Text block |
<<<<

However, the issues involved in representing other physicians, including other members of your state society, when discussing payment terms with these commercial payers are substantially different than discussing Medicare payment. More than one meeting participant reported being asked by constituent members to represent them to the commercial payers on reimbursement issues. Innocent as the request may seem, these requests may present big problems for the involved physicians.
Commercial payers, on the other hand, typically negotiate directly with individual practices, or via an integrated health system such as a Physician Hospital Organization (PHO). “The antitrust laws prohibit discussions regarding commercial plan reimbursement among market competitors, and reimbursement contracts may not be negotiated on behalf of member practices by their Societies.” The Federal Trade Commission has issued extensive guidance governing Societies' communications with commercial payers,” said Beard.
Anne Claiborne of Ropes & Gray LLP delivered the keynote presentation titled “Antitrust Compliance in Communications With Private Payors.” Lawrence Sherman of the Physicians Academy for Clinical and Management Excellence was the lunchtime speaker, and his remarks were titled “The Good, the Bad, and the Ugly of Commercial Support, 2006 Edition.” A series of roundtable discussions moderated by Gonzalez reviewed the subjects of redefining and communicating the mission of the society and society collaboration within new Medicare Administrative Contractor Regions.
For state societies representing oncologists to commercial payers on reimbursement issues, the subject of antitrust is very relevant. Claiborne is uniquely qualified to address the subject. She practices in the Washington office of Ropes & Gray and counsels clients on health care reimbursement and other regulatory compliance matters, including Medicare Part D, antitrust compliance, and conflicts of interest, among other things. She has advised several provider networks regarding compliance with the antitrust laws in their payer contracting practices.
“From a legal standpoint, communications with private payers are treated differently than advocacy and other representation of a medical society in front of a governmental entity in connection with a regulated program like Medicare or Medicaid,” said Claiborne. Under these government programs, which have been established through legislative action, reimbursement is made according to fixed formulas that are available to the public. Discussions and advocacy in connection with these programs are considered to be constitutionally protected.”
On the lighter side, Lawrence Sherman gave a witty presentation about the changes and challenges of securing commercial support for Society activities. He observed that almost every potential sponsor has new guidelines for application and approval of funds, and that individual societies are slowly trying to sort them out. His humorous remarks put the issue into perspective and sparked a lively discussion. Sherman is Chief Executive Officer of The Physicians Academy for Clinical and Management Excellence, a provider of medical education solutions. He is also a clinical instructor in emergency medicine for the North Shore Long Island Jewish Health System in Long Island, New York.
“As busy as our physicians are, they depend on their Societies to keep them informed of major issues in Oncology practice management,” Beard concluded. “We hope ASCO will encourage such programs for affiliates at the Annual Meeting in 2007.”

>>>>

Problem statement |
Answer these questions about the meeting report:
1. Who delivered the keynote presentation, and with which firm?
2. Of what organization is Lawrence Sherman Chief Executive Officer?
3. According to Claiborne, how is reimbursement made under government programs such as Medicare or Medicaid?

Extracted material |
<<<<

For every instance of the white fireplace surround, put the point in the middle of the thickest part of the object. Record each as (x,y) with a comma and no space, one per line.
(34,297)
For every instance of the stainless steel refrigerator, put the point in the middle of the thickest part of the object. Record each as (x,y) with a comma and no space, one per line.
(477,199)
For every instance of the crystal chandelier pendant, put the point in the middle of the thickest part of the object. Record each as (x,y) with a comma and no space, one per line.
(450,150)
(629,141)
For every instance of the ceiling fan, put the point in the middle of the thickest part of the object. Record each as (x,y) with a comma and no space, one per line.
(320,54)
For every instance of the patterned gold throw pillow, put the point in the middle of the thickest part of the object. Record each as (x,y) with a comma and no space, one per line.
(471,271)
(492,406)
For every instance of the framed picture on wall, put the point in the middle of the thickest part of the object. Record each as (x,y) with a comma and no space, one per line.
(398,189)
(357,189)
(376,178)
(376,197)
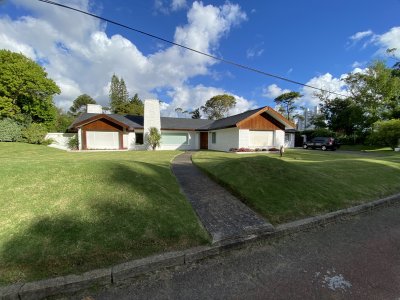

>>>>

The completed task |
1. Anne Claiborne of Ropes & Gray LLP.
2. The Physicians Academy for Clinical and Management Excellence.
3. According to fixed formulas that are available to the public.